Problem a - According to the thread below, what has to be renewed every few years?

# Getting off padron and cancelling residencia



## Clemmie00 (Jun 10, 2012)

I was wondering if anyone could give me any advice on how to go about this? From talking to various expats here, it seems that very few bother to unregister, but I'd like to do it if possible. Is there a process to follow? Do I just turn up to the extranjeria and say I want to unregister myself? Any idea what paperwork I need, if any?


----------



## Aron (Apr 30, 2013)

Clemmie00 said:


> I was wondering if anyone could give me any advice on how to go about this? From talking to various expats here, it seems that very few bother to unregister, but I'd like to do it if possible. Is there a process to follow? Do I just turn up to the extranjeria and say I want to unregister myself? Any idea what paperwork I need, if any?


Depends on what your intentional are. If you are leaving the country then you should notify all concerned. It may not matter if you just left. The padron has to be renewed every few years, so I wouldn't worry about that. As for handing in your residencia certificate, is it necessary as you will need one of you are in Spain for more than 91 days. If you feel you must hand in your residencia certificate, go to the office concerned and tell them. Let them do the paperwork, there's always too much of that!

Problem b - Please rewrite the rows from the line with "GET /v1/detect?q=stainless steel pot rim" up to and including the final line of the rows, replacing "Expected" with "Sample" and changing nothing else. Leave the pictures out.

Object detection data

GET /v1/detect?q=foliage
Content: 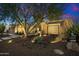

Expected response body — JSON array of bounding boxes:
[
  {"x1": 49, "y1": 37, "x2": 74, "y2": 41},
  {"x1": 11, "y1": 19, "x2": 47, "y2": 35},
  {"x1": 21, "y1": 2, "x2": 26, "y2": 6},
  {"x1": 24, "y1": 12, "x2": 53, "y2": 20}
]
[
  {"x1": 35, "y1": 37, "x2": 43, "y2": 44},
  {"x1": 0, "y1": 24, "x2": 5, "y2": 33},
  {"x1": 66, "y1": 24, "x2": 79, "y2": 40}
]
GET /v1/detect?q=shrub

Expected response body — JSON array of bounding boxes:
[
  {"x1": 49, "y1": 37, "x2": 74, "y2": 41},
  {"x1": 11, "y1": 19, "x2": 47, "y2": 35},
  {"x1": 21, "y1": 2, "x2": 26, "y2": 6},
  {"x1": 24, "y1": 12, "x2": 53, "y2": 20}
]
[{"x1": 0, "y1": 24, "x2": 5, "y2": 33}]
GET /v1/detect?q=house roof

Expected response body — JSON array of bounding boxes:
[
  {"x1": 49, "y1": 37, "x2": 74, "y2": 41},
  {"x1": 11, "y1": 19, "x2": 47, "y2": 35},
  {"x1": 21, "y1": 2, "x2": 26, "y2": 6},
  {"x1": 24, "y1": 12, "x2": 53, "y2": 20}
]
[{"x1": 47, "y1": 20, "x2": 64, "y2": 24}]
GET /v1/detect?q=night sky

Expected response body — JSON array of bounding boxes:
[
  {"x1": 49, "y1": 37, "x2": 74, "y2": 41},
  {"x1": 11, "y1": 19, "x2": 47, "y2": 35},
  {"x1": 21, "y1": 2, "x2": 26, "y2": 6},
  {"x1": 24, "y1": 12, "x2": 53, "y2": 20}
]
[{"x1": 63, "y1": 3, "x2": 79, "y2": 23}]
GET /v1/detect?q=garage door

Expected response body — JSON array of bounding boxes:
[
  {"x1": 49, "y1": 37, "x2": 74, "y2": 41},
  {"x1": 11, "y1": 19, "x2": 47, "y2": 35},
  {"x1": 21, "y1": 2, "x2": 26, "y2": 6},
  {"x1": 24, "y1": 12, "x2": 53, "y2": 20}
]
[{"x1": 48, "y1": 25, "x2": 59, "y2": 34}]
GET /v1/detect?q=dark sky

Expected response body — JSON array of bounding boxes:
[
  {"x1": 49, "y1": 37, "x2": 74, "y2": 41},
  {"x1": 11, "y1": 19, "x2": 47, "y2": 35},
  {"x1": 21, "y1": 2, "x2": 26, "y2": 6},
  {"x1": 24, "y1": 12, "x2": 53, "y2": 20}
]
[
  {"x1": 63, "y1": 3, "x2": 79, "y2": 22},
  {"x1": 1, "y1": 3, "x2": 79, "y2": 23}
]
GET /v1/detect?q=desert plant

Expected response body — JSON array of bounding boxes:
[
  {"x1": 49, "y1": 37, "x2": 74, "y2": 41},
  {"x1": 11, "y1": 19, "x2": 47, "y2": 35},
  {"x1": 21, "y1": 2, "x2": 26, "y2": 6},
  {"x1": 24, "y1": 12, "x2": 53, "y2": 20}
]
[{"x1": 0, "y1": 24, "x2": 5, "y2": 33}]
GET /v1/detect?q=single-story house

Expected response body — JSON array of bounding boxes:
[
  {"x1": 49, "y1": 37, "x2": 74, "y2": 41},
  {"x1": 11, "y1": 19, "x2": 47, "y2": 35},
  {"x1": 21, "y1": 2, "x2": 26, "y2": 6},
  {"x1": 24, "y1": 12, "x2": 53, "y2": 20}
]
[{"x1": 41, "y1": 19, "x2": 73, "y2": 34}]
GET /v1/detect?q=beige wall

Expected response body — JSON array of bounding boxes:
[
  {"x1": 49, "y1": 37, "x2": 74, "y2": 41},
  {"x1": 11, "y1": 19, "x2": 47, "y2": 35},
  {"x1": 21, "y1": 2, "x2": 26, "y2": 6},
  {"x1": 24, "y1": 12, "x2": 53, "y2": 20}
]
[{"x1": 41, "y1": 19, "x2": 73, "y2": 34}]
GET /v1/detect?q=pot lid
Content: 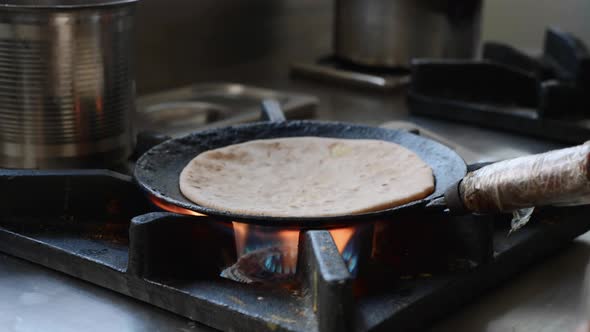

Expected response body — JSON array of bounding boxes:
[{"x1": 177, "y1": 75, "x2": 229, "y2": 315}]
[{"x1": 0, "y1": 0, "x2": 138, "y2": 9}]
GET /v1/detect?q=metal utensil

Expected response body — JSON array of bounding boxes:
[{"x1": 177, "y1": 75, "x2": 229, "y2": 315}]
[{"x1": 0, "y1": 0, "x2": 136, "y2": 168}]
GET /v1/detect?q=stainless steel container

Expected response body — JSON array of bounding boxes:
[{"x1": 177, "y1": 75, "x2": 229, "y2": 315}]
[
  {"x1": 334, "y1": 0, "x2": 482, "y2": 67},
  {"x1": 0, "y1": 0, "x2": 136, "y2": 168}
]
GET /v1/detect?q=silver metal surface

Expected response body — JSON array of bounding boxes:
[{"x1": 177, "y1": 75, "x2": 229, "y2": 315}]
[
  {"x1": 0, "y1": 1, "x2": 135, "y2": 168},
  {"x1": 135, "y1": 83, "x2": 318, "y2": 137},
  {"x1": 334, "y1": 0, "x2": 481, "y2": 67}
]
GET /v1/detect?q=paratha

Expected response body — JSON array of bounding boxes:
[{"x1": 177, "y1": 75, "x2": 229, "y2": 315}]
[{"x1": 180, "y1": 137, "x2": 434, "y2": 217}]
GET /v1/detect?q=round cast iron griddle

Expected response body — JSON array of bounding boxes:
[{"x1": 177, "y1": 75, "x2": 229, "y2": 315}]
[{"x1": 134, "y1": 120, "x2": 467, "y2": 227}]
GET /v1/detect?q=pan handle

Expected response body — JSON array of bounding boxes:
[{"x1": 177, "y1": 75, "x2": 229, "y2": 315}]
[
  {"x1": 445, "y1": 142, "x2": 590, "y2": 213},
  {"x1": 261, "y1": 99, "x2": 287, "y2": 122}
]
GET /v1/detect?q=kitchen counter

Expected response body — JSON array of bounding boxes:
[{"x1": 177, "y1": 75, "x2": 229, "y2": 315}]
[
  {"x1": 0, "y1": 80, "x2": 590, "y2": 332},
  {"x1": 0, "y1": 0, "x2": 590, "y2": 332}
]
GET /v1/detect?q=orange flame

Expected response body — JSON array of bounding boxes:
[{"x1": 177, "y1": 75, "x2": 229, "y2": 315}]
[{"x1": 329, "y1": 226, "x2": 357, "y2": 254}]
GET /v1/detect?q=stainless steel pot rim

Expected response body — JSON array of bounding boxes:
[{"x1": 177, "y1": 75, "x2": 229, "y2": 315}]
[{"x1": 0, "y1": 0, "x2": 139, "y2": 9}]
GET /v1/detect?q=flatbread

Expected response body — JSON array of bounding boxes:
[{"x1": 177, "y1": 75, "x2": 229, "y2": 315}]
[{"x1": 180, "y1": 137, "x2": 434, "y2": 217}]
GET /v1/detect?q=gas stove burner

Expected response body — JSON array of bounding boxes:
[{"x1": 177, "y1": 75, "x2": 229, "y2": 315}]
[{"x1": 291, "y1": 56, "x2": 410, "y2": 91}]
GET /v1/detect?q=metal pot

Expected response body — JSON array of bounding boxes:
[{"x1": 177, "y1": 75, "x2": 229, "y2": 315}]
[
  {"x1": 0, "y1": 0, "x2": 136, "y2": 168},
  {"x1": 334, "y1": 0, "x2": 482, "y2": 67}
]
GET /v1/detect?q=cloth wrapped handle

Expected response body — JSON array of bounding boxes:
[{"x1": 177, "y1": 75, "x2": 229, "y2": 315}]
[{"x1": 458, "y1": 142, "x2": 590, "y2": 213}]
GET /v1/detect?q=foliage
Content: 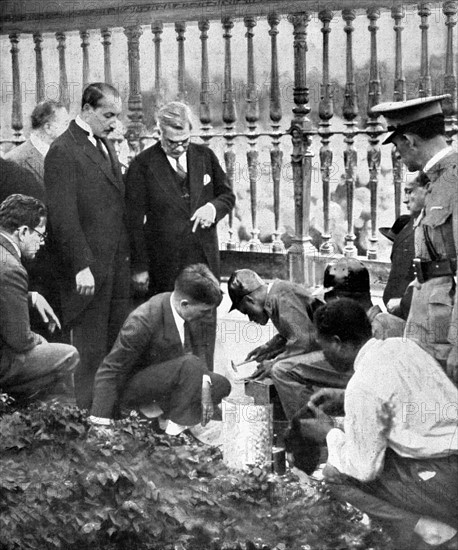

Written reply a - The padron.

Written reply b -
GET /v1/detect?q=stainless steel pot rim

Sample response body — JSON array of bounding boxes:
[{"x1": 177, "y1": 75, "x2": 229, "y2": 315}]
[{"x1": 0, "y1": 0, "x2": 139, "y2": 9}]
GET /v1/detect?q=flatbread

Sample response body — JSON array of bounding boxes:
[{"x1": 177, "y1": 75, "x2": 229, "y2": 315}]
[{"x1": 180, "y1": 137, "x2": 434, "y2": 217}]
GET /v1/detect?q=gas stove burner

Sample response body — JSON array of bounding boxes:
[{"x1": 177, "y1": 75, "x2": 229, "y2": 315}]
[{"x1": 291, "y1": 56, "x2": 410, "y2": 91}]
GET /v1/detect?q=metal pot

Sample response body — JSON array of bounding boxes:
[{"x1": 177, "y1": 75, "x2": 229, "y2": 315}]
[
  {"x1": 0, "y1": 0, "x2": 136, "y2": 168},
  {"x1": 334, "y1": 0, "x2": 482, "y2": 67}
]
GET /v1/detect?q=cloth wrapped handle

Sample response body — JSON array of bounding boxes:
[{"x1": 177, "y1": 75, "x2": 229, "y2": 315}]
[{"x1": 458, "y1": 142, "x2": 590, "y2": 213}]
GET /v1/detect?q=foliage
Content: 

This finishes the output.